* _Material for the task_
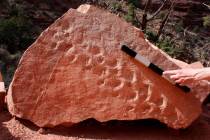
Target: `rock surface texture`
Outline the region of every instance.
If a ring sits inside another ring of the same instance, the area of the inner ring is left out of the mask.
[[[94,6],[70,9],[24,53],[10,85],[11,114],[40,127],[88,118],[157,119],[178,129],[201,103],[120,50],[126,43],[164,70],[179,68],[137,28]]]

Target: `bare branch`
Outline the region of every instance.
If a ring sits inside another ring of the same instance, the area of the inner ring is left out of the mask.
[[[210,9],[210,5],[207,5],[207,4],[205,4],[205,3],[202,3],[204,6],[206,6],[207,8],[209,8]]]
[[[151,0],[147,0],[147,3],[145,5],[145,7],[144,7],[144,13],[148,12],[150,4],[151,4]]]
[[[174,8],[174,0],[171,3],[171,7],[169,8],[168,14],[165,16],[165,18],[164,18],[164,20],[163,20],[163,22],[160,26],[160,29],[159,29],[158,34],[157,34],[157,38],[159,38],[160,35],[162,34],[163,29],[164,29],[166,23],[168,22],[168,19],[169,19],[170,15],[171,15],[171,12],[173,11],[173,8]]]
[[[186,36],[186,34],[192,35],[192,36],[198,36],[197,33],[194,33],[192,31],[189,31],[188,28],[184,29],[184,36]]]
[[[162,5],[158,8],[158,10],[153,15],[151,15],[150,17],[147,18],[147,21],[154,19],[154,17],[157,16],[160,13],[160,11],[165,6],[166,2],[167,2],[167,0],[164,0]]]
[[[143,17],[142,17],[142,27],[141,27],[141,29],[144,32],[146,31],[146,27],[147,27],[147,12],[149,10],[150,3],[151,3],[151,0],[147,0],[146,6],[144,8]]]

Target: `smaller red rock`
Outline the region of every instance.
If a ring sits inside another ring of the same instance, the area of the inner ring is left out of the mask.
[[[1,76],[1,73],[0,73],[0,112],[2,111],[3,109],[3,106],[4,106],[4,100],[5,100],[5,87],[4,87],[4,82],[2,80],[2,76]]]

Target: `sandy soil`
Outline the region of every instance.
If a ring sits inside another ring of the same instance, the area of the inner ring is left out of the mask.
[[[31,122],[0,113],[0,140],[209,140],[210,105],[189,128],[173,130],[154,121],[87,120],[69,128],[39,129]]]

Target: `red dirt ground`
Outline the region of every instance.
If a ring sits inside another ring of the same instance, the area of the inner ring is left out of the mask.
[[[31,122],[0,113],[0,140],[209,140],[210,104],[189,128],[173,130],[154,121],[87,120],[72,127],[39,129]]]

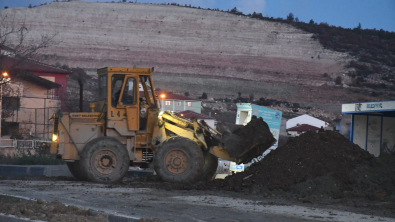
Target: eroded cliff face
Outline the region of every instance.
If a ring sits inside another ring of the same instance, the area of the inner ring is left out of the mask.
[[[350,56],[324,49],[312,34],[286,24],[135,3],[54,2],[2,13],[25,18],[34,38],[59,32],[60,44],[43,52],[52,64],[88,70],[155,67],[156,87],[174,91],[223,95],[242,91],[306,102],[317,102],[319,97],[311,95],[318,88],[338,96],[344,93],[322,85],[333,84],[325,73],[336,77],[346,72]],[[327,103],[349,99],[322,94]]]

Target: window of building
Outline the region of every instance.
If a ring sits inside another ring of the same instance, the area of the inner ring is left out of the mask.
[[[165,101],[166,106],[170,106],[170,101]]]
[[[192,102],[188,102],[188,106],[192,106]]]
[[[181,106],[181,102],[177,102],[177,106]]]

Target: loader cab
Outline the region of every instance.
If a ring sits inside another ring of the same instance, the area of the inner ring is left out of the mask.
[[[98,70],[99,107],[106,112],[106,135],[151,133],[159,112],[152,71],[116,67]]]

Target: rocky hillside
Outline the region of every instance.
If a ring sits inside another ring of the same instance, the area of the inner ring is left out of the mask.
[[[157,88],[192,96],[241,92],[320,107],[391,98],[348,88],[343,83],[355,56],[324,48],[313,33],[286,23],[136,3],[54,2],[1,13],[25,18],[34,38],[59,32],[60,44],[43,54],[48,63],[91,73],[104,66],[155,67]]]

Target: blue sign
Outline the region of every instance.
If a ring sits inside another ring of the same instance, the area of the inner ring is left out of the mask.
[[[272,132],[274,138],[276,138],[277,143],[270,148],[276,148],[278,145],[278,138],[280,137],[280,126],[282,112],[278,110],[269,109],[263,106],[258,106],[252,104],[252,115],[256,117],[262,117],[263,121],[269,125],[270,132]]]

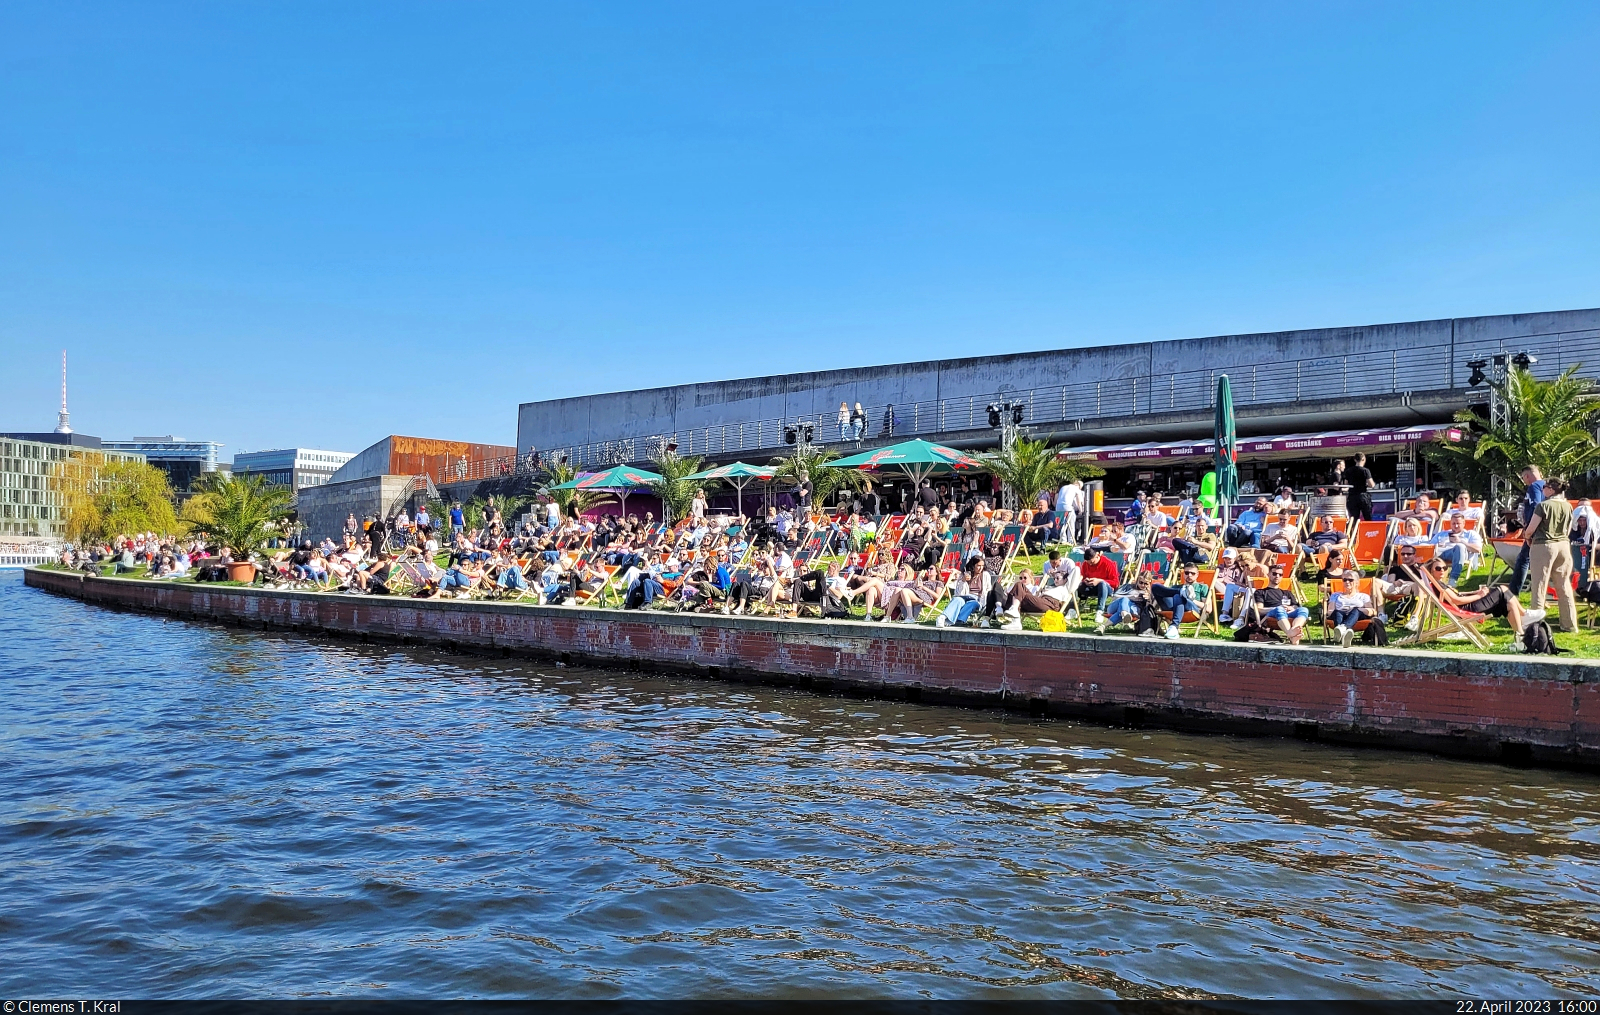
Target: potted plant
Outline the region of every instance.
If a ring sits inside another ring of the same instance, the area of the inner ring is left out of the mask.
[[[191,501],[188,512],[200,527],[229,550],[228,578],[254,581],[255,557],[278,534],[289,514],[289,491],[260,475],[214,472]]]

* _Task item_
Repeat each record exactly, with the pictures left out.

* _Problem solution_
Target: `rock surface texture`
Outline the region of every instance.
If a ring sits inside another ring of the same instance, the area of the inner ring is left out of the mask.
[[[94,6],[70,9],[24,53],[10,85],[11,114],[40,127],[88,118],[157,119],[178,129],[201,103],[120,50],[126,43],[164,70],[179,68],[137,28]]]

Target: `bare branch`
Outline the region of every instance.
If a ring sits inside another ring of the same instance, the area of the inner ring is left out of the mask.
[[[210,9],[210,5],[207,5],[207,4],[205,4],[205,3],[202,3],[204,6],[206,6],[207,8],[209,8]]]
[[[151,0],[147,0],[147,3],[145,5],[145,7],[144,7],[144,13],[148,12],[150,4],[151,4]]]
[[[174,8],[174,0],[171,3],[171,7],[169,8],[168,14],[165,16],[165,18],[164,18],[164,20],[163,20],[163,22],[160,26],[160,29],[159,29],[158,34],[157,34],[157,38],[159,38],[160,35],[162,34],[163,29],[164,29],[166,23],[168,22],[168,19],[169,19],[170,15],[171,15],[171,12],[173,11],[173,8]]]
[[[186,36],[186,34],[192,35],[192,36],[198,36],[197,33],[194,33],[192,31],[189,31],[188,28],[184,29],[184,36]]]
[[[162,5],[158,8],[158,10],[153,15],[151,15],[150,17],[147,18],[147,21],[154,19],[154,17],[157,16],[160,13],[160,11],[165,6],[166,2],[167,2],[167,0],[164,0]]]
[[[143,17],[142,17],[142,27],[141,27],[141,29],[144,32],[146,31],[146,27],[147,27],[147,12],[149,10],[150,3],[151,3],[151,0],[147,0],[146,6],[144,8]]]

Target: `smaller red rock`
Outline the region of every instance.
If a ring sits inside another ring of the same instance, the area of the inner ring is left out of the mask.
[[[1,76],[1,73],[0,73],[0,112],[2,111],[3,109],[3,106],[4,106],[4,100],[5,100],[5,87],[4,87],[4,82],[2,80],[2,76]]]

Target: `sandy soil`
Outline the region of every instance.
If a ring sits inside another ring of the same instance, the area of the inner ring is left out of the mask.
[[[31,122],[0,113],[0,140],[209,140],[210,105],[189,128],[173,130],[154,121],[87,120],[69,128],[39,129]]]

Target: `red dirt ground`
Outline the region of every instance.
If a ring sits inside another ring of the same instance, the area of the inner ring is left out of the mask.
[[[31,122],[0,113],[0,140],[209,140],[210,104],[189,128],[173,130],[154,121],[87,120],[72,127],[39,129]]]

Target: eroded cliff face
Outline the region of every instance.
If a ring sits inside another ring of the same instance, the area of the inner ring is left out of the mask.
[[[350,56],[324,49],[312,34],[286,24],[135,3],[54,2],[2,13],[25,18],[34,38],[59,32],[60,44],[43,52],[52,64],[88,70],[155,67],[156,87],[174,91],[223,95],[242,91],[306,102],[317,102],[319,97],[311,95],[318,88],[338,96],[344,93],[322,85],[333,84],[325,73],[336,77],[346,72]],[[327,103],[349,99],[322,94]]]

Target: window of building
Outline the region of every instance.
If a ring sits inside another ring of the same instance, the area of the inner ring is left out of the mask.
[[[165,101],[166,106],[170,106],[170,101]]]
[[[192,102],[188,102],[188,106],[192,106]]]
[[[181,106],[181,102],[177,102],[177,106]]]

Target: loader cab
Outline the region of every instance.
If a ring sits inside another ring of the same instance, the area of the inner ring is left out of the mask.
[[[98,70],[99,107],[106,112],[106,135],[151,133],[159,112],[152,71],[116,67]]]

Target: rocky hillside
Outline the region of every instance.
If a ring sits inside another ring of the same instance, the area of the inner ring is left out of the mask.
[[[157,88],[192,96],[241,92],[320,107],[391,98],[348,88],[343,83],[355,56],[324,48],[313,33],[286,23],[136,3],[54,2],[1,13],[25,18],[34,38],[59,32],[60,44],[43,54],[48,63],[91,73],[104,66],[155,67]]]

Target: blue sign
Outline the region of every instance.
If a ring sits inside another ring of the same instance, the area of the inner ring is left out of the mask.
[[[272,132],[274,138],[276,138],[277,143],[270,148],[276,148],[278,145],[278,138],[280,137],[280,126],[282,112],[278,110],[269,109],[263,106],[258,106],[252,104],[252,115],[256,117],[262,117],[263,121],[269,125],[270,132]]]

Target: potted plant
Outline the region of every instance.
If a ring sits inside another ring of the same instance, the area of the inner ring is left out of the mask.
[[[191,501],[188,512],[200,527],[229,550],[228,578],[254,581],[255,557],[278,534],[289,514],[289,491],[260,475],[214,472]]]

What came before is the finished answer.